=== Begin Enclosure ===

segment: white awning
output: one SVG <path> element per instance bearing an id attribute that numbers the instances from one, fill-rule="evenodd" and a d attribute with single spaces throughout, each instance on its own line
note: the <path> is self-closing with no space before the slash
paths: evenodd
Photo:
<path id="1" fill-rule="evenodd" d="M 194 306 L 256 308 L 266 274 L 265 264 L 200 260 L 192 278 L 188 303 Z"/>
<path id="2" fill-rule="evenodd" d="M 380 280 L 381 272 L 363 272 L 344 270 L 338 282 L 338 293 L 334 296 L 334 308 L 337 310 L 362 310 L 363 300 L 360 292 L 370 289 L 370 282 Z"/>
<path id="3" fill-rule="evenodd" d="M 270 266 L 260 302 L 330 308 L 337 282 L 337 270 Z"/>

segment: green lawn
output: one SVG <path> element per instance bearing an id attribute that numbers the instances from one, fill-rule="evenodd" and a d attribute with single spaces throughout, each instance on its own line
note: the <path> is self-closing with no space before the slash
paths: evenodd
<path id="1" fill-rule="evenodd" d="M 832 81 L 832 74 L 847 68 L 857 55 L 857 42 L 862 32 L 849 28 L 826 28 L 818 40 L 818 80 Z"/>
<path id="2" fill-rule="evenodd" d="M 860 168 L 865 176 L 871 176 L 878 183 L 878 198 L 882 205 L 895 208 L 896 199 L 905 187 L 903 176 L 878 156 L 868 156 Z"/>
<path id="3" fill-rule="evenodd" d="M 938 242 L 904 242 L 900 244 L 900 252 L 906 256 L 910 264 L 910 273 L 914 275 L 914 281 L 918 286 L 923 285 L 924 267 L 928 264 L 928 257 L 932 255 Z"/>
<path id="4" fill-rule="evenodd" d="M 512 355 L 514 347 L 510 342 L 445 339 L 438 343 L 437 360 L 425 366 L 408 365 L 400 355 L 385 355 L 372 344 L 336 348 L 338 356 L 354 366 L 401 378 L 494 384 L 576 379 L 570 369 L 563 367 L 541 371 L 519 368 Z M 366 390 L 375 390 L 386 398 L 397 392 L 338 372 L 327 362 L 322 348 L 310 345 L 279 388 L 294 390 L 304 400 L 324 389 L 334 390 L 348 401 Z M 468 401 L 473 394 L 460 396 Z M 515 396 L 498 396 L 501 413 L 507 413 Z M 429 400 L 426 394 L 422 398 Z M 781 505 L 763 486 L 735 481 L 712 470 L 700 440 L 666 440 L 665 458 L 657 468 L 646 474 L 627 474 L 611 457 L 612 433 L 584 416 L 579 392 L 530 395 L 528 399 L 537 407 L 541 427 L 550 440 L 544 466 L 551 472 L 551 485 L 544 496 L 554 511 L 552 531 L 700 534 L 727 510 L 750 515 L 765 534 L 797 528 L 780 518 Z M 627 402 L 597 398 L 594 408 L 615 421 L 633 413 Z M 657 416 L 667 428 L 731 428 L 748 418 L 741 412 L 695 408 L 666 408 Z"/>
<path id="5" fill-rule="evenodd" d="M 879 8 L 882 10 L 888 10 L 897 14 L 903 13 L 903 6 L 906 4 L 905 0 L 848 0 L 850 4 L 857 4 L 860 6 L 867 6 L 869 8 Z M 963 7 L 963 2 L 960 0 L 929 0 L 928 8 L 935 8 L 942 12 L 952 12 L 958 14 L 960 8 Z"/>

=== End Enclosure ===

▶ Work instructions: Reproduce each record shown above without altering a single word.

▶ Expected answer:
segment: white awning
output: one SVG <path> element per instance bearing an id attribute that numbers the instances from one, fill-rule="evenodd" and a d attribute with single spaces throughout, each instance on its own line
note: the <path> is self-closing with no space before the slash
paths: evenodd
Photo:
<path id="1" fill-rule="evenodd" d="M 194 306 L 256 308 L 266 274 L 265 264 L 200 260 L 192 278 L 188 303 Z"/>
<path id="2" fill-rule="evenodd" d="M 380 280 L 381 272 L 363 272 L 344 270 L 338 282 L 338 293 L 334 296 L 334 308 L 337 310 L 362 310 L 363 300 L 360 292 L 370 289 L 370 282 Z"/>
<path id="3" fill-rule="evenodd" d="M 270 266 L 260 302 L 330 308 L 337 282 L 337 270 Z"/>

segment: green lawn
output: one SVG <path> element per instance bearing an id attribute that numbers the instances from one, fill-rule="evenodd" and a d attribute with single spaces throughout, each instance on its own line
note: the <path> is self-closing with no space before the slash
paths: evenodd
<path id="1" fill-rule="evenodd" d="M 832 81 L 832 74 L 847 68 L 857 55 L 857 42 L 862 32 L 849 28 L 826 28 L 818 40 L 818 80 Z"/>
<path id="2" fill-rule="evenodd" d="M 860 168 L 865 176 L 871 176 L 878 183 L 878 198 L 882 205 L 895 208 L 896 199 L 905 187 L 903 176 L 878 156 L 868 156 Z"/>
<path id="3" fill-rule="evenodd" d="M 938 242 L 904 242 L 900 244 L 900 252 L 906 256 L 910 264 L 910 273 L 914 275 L 914 281 L 918 286 L 923 285 L 924 267 L 928 264 L 928 257 L 932 255 Z"/>
<path id="4" fill-rule="evenodd" d="M 512 355 L 514 347 L 510 342 L 445 339 L 438 343 L 437 360 L 425 366 L 408 365 L 400 355 L 385 355 L 372 344 L 336 348 L 338 356 L 354 366 L 401 378 L 494 384 L 576 379 L 570 369 L 563 367 L 541 371 L 519 368 Z M 366 390 L 375 390 L 386 398 L 397 392 L 338 372 L 327 362 L 322 348 L 310 345 L 279 388 L 294 390 L 304 400 L 324 389 L 334 390 L 348 401 Z M 468 401 L 473 394 L 460 396 Z M 515 396 L 498 396 L 501 413 L 507 413 Z M 429 400 L 426 394 L 422 398 Z M 781 505 L 763 486 L 735 481 L 712 470 L 700 440 L 666 440 L 665 458 L 657 468 L 646 474 L 627 474 L 611 457 L 612 433 L 584 416 L 579 392 L 530 395 L 528 399 L 537 407 L 541 427 L 550 440 L 544 466 L 551 472 L 551 485 L 544 496 L 554 511 L 552 531 L 700 534 L 727 510 L 750 515 L 765 534 L 797 528 L 780 518 Z M 627 402 L 597 398 L 594 408 L 615 421 L 633 413 Z M 657 416 L 667 428 L 731 428 L 748 418 L 741 412 L 695 408 L 666 408 Z"/>
<path id="5" fill-rule="evenodd" d="M 879 8 L 882 10 L 888 10 L 897 14 L 903 13 L 903 6 L 906 4 L 905 0 L 848 0 L 850 4 L 857 4 L 860 6 L 867 6 L 869 8 Z M 963 7 L 963 2 L 960 0 L 929 0 L 928 8 L 935 8 L 942 12 L 952 12 L 958 14 L 960 8 Z"/>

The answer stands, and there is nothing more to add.